- [How to complete this task] Go through the records and show each line where the word "salzburg" occurs.

━━━ Data shown ━━━

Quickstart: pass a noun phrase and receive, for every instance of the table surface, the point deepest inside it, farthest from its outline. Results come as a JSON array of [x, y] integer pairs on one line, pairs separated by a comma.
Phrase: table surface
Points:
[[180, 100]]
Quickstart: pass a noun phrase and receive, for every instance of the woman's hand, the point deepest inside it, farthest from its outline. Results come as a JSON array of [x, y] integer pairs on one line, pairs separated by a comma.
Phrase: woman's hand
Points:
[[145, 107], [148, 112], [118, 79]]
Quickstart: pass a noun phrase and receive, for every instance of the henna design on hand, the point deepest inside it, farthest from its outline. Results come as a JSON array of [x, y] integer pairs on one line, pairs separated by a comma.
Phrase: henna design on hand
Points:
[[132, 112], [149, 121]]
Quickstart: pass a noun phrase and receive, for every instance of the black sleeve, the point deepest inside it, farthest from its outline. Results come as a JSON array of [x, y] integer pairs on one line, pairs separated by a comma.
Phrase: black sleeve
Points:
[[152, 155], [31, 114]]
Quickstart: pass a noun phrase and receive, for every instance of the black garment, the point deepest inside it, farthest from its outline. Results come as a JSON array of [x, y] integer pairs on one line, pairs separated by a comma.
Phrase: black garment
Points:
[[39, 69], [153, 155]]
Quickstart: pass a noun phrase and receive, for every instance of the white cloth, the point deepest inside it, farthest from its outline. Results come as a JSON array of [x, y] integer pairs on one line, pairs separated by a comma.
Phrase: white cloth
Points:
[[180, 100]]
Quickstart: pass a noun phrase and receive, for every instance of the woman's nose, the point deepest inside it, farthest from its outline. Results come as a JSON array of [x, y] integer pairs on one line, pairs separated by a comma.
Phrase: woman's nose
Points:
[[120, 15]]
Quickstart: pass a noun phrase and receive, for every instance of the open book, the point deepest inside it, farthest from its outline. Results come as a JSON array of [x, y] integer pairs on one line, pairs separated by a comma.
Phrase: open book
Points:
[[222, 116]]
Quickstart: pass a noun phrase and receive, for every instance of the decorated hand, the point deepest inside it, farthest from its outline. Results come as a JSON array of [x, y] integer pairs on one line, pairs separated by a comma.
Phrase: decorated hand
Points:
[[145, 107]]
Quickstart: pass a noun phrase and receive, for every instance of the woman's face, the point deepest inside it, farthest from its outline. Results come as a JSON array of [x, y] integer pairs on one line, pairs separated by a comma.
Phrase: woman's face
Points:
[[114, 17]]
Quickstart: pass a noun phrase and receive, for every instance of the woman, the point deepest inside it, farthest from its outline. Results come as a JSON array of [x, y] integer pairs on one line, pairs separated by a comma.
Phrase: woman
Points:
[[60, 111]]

━━━
━━━ Data shown ━━━

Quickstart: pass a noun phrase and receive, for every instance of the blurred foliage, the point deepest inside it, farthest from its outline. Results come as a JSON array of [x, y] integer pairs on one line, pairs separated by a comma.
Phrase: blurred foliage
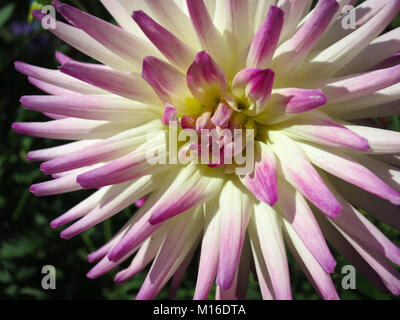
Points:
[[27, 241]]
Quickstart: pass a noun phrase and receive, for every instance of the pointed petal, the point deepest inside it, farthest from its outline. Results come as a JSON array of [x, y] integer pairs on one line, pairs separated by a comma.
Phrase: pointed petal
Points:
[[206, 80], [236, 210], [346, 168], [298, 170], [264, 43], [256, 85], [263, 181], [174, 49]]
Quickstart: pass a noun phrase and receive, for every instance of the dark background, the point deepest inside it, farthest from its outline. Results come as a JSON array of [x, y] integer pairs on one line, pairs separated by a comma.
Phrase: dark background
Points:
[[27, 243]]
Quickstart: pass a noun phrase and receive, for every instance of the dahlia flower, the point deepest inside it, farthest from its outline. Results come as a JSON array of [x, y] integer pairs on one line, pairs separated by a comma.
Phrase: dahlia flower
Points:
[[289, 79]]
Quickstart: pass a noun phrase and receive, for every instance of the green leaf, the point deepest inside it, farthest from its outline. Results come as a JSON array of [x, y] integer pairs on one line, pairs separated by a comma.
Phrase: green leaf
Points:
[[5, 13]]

━━━
━━━ Data shown ━━━

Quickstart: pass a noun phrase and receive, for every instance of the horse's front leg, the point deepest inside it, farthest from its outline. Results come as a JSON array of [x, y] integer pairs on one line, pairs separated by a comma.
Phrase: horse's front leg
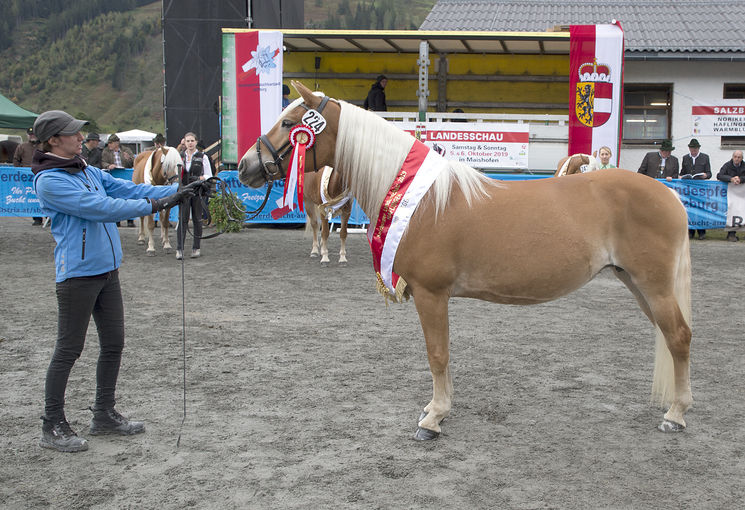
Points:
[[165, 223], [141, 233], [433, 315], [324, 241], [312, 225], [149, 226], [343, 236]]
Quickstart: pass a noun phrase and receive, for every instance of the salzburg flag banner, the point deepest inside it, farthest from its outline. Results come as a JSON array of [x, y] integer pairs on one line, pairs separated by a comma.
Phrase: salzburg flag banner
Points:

━━━

- [Reply to the exercise]
Quickstart: pass a noun phrase and receive, for every instance of the salzburg flag banner, the point deepest inside it, farthest from its outline. Results come as a JSON array of [x, y] integer pairs on one line, pairs separated by a comma.
Phrase: salzburg flag banner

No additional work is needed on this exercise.